*** Text segment
Marine solar panel installation
Once you've decided which solar panels to install, it's time to decide how to mount them on your boat. Solar panels should be mounted in a position that maximizes sunlight exposure but does not interfere with the operation of the vessel or the activities of passengers and crew. Solar panels are usually either fixed or mounted on some form of removable bracket, allowing the panels to be actively directed toward the sun for maximum output. Both methods have advantages and disadvantages. Fixed panels (usually mounted horizontally) don't produce as much power as panels that can be adjusted to face the sun. The disadvantage is that adjustable panels need to be facing the sun all day to maximize their output.
Fixing Methods
📍Glue Adhesives:
Using glue to fix brackets/mounts to the boat is a common method. Before starting, clean the surface area to remove any dust, grease, or contaminants which will help the adhesion of the glue. Some manufacturers recommend lightly sanding the surface to improve adhesion properties.
******
*** Dataset excerpt
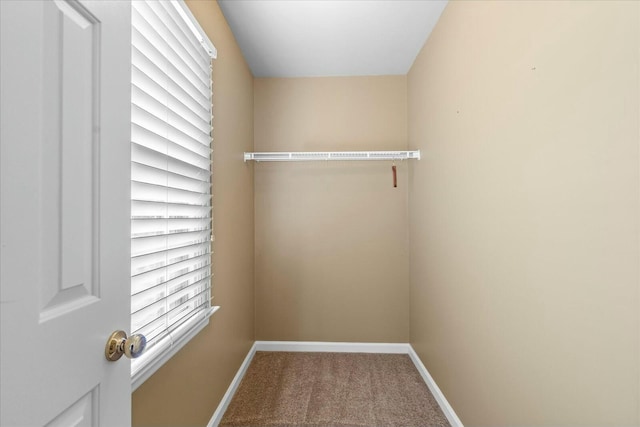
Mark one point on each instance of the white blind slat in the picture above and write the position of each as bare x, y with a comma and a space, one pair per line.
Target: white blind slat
******
__Work instructions__
Reproduce word for word the part of the marine solar panel installation text starting at "Fixing Methods" and ending at "improve adhesion properties.".

__Task answer__
Fixing Methods
📍Glue Adhesives:
Using glue to fix brackets/mounts to the boat is a common method. Before starting, clean the surface area to remove any dust, grease, or contaminants which will help the adhesion of the glue. Some manufacturers recommend lightly sanding the surface to improve adhesion properties.